* **Consigne**: Relevez, s'il vous plaît, chacun des éléments que le texte ci-dessous énumère juste après les mots « Dans ce night-club, on y voit ».

* **Texte fourni**:
╔══

Le second volet, pas nécessairement central, bien que situé au milieu
du film, voit Simone Barbès dans un night-club lesbien parler avec d’autres
personnes aussi esseulées qu’elle, tentant tant bien que mal de s’amuser. On
sent, malgré l’atmosphère festive qui règne dans le night-club, la présence d’une
solitude ouatée, qui ne dirait jamais son nom et que l’on découvre au détour
d’un plan ou deux. Quelque chose ronge Simone Barbès de l’intérieur qui se
manifesterait à l’extérieur par le regard, ce regard si particulier qu’Ingrid
Bourguin arbore en toutes situations. Dans ce night-club, on y voit une
chanteuse un peu vieille, délabrée presque, chantant des airs fassbinderien, un
combat chorégraphié entre deux guerrières et une chanteuse rock contemporaine
embraser la salle. De nouveau le spectacle. Excepté que cette fois-ci, le
public est composé de plusieurs tables qui sont autant d’îlots séparés les uns
des autres. Il y a aussi des êtres qui se quittent, d’autres qui tirent sur des
videurs, d’autres encore qui offrent des fleurs à l’être aimé. Dans un bar, la
nuit, toutes les émotions sont exacerbées. Pourtant, toujours cette même
tristesse qui fraie son chemin à l’intérieur de chacun de ses personnages.
Le troisième et dernier volet, le sommet du film, sublime, se passe
entièrement dans une voiture, conduite tout droit jusqu'au matin, entre
Bourguin et Michel Delahaye dit M. Le Baron. Même dispositif que les deux
premiers volets excepté qu’ici, le huis-clos est mobile, il se déplace. C’est
un palais qui déambule, invisible, dans la nuit, avec en son sein, un roi et une
reine déchus qui, pour conjurer l’aube qui fera tout disparaître, tentent
vainement de communiquer.

╚══

* **Données fournies**:

╔══

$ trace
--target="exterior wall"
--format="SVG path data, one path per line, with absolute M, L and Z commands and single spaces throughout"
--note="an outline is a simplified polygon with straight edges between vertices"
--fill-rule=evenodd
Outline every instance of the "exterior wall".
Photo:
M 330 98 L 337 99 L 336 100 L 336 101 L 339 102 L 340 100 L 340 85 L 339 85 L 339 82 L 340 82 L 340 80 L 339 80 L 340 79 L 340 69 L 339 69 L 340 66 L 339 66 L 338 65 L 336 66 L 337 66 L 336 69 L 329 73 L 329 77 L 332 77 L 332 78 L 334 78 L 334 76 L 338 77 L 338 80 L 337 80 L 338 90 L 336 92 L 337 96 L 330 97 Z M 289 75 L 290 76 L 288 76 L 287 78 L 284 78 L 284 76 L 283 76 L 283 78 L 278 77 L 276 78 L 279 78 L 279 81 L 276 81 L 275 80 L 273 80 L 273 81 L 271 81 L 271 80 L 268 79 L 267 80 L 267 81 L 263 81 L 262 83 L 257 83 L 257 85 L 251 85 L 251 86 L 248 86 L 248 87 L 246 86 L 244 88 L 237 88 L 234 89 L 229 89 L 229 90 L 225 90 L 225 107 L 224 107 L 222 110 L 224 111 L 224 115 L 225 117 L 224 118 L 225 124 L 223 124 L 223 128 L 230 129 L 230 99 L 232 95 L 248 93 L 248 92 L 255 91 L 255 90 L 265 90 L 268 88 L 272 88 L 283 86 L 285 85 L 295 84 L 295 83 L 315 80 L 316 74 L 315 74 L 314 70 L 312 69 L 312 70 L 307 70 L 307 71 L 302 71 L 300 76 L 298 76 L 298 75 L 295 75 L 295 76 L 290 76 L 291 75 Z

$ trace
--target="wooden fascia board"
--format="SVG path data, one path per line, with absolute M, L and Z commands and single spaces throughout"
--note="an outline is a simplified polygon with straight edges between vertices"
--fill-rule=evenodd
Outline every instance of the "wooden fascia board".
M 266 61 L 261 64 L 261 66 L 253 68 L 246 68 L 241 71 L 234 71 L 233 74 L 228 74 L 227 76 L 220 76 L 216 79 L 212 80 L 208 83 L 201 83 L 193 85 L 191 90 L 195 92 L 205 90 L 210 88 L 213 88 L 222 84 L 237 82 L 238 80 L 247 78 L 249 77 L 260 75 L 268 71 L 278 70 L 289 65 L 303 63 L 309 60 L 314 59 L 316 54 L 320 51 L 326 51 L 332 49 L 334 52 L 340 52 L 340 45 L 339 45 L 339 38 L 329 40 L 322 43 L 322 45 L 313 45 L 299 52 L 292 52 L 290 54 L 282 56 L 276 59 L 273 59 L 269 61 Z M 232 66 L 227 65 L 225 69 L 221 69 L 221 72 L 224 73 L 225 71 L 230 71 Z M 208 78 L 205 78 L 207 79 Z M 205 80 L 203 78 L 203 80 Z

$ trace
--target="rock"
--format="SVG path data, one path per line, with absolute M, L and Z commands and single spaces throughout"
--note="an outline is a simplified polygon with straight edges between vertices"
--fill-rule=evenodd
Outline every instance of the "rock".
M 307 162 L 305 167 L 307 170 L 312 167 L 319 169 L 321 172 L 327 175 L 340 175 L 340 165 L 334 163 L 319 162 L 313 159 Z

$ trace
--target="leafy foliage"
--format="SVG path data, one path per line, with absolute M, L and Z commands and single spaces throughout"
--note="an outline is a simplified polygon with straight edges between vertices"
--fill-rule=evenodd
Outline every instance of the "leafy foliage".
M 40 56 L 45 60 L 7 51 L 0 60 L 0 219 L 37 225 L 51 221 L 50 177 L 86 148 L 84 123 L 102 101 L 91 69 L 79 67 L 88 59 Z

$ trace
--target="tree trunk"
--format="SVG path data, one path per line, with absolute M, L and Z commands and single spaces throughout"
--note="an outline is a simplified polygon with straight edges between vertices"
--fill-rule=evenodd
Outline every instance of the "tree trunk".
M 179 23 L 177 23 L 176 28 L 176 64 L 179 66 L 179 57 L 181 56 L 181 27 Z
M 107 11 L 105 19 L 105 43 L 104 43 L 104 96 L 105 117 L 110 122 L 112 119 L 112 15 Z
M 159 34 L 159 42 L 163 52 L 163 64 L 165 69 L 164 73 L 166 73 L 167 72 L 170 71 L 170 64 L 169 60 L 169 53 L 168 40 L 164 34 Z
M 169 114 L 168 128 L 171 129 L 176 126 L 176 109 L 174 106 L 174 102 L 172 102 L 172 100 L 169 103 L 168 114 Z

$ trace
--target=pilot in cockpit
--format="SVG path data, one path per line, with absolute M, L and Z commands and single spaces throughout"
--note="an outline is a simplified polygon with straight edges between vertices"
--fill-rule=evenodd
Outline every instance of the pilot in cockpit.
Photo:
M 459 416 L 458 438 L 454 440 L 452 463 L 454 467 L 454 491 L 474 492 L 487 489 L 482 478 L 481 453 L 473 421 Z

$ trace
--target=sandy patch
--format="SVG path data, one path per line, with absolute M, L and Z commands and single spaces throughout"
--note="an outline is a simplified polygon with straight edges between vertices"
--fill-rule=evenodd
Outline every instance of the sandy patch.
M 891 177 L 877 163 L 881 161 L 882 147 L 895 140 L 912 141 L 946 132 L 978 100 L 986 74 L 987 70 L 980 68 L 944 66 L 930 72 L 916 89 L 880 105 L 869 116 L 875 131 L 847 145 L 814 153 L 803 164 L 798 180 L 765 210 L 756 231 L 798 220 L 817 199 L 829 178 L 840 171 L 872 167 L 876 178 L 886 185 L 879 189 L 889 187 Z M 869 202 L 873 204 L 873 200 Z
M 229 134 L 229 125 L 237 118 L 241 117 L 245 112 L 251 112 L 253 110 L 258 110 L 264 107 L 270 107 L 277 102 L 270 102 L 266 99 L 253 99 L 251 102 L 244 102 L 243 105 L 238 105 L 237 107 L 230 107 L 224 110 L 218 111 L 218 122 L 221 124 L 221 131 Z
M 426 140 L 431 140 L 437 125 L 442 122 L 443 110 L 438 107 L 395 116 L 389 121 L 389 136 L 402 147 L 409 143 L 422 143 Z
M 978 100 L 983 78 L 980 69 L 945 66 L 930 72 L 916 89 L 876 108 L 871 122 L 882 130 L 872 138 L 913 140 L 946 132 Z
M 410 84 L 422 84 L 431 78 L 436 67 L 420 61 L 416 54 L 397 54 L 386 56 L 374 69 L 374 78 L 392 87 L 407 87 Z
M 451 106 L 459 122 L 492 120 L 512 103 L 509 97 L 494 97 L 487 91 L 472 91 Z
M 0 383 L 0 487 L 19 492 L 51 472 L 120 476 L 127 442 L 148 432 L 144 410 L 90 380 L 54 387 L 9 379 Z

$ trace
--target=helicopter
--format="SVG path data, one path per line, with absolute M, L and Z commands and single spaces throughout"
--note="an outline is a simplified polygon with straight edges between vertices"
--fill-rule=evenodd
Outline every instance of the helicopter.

╚══

* **Réponse**:
- une chanteuse un peu vieille, délabrée presque, chantant des airs fassbinderien
- un combat chorégraphié entre deux guerrières
- une chanteuse rock contemporaine embraser la salle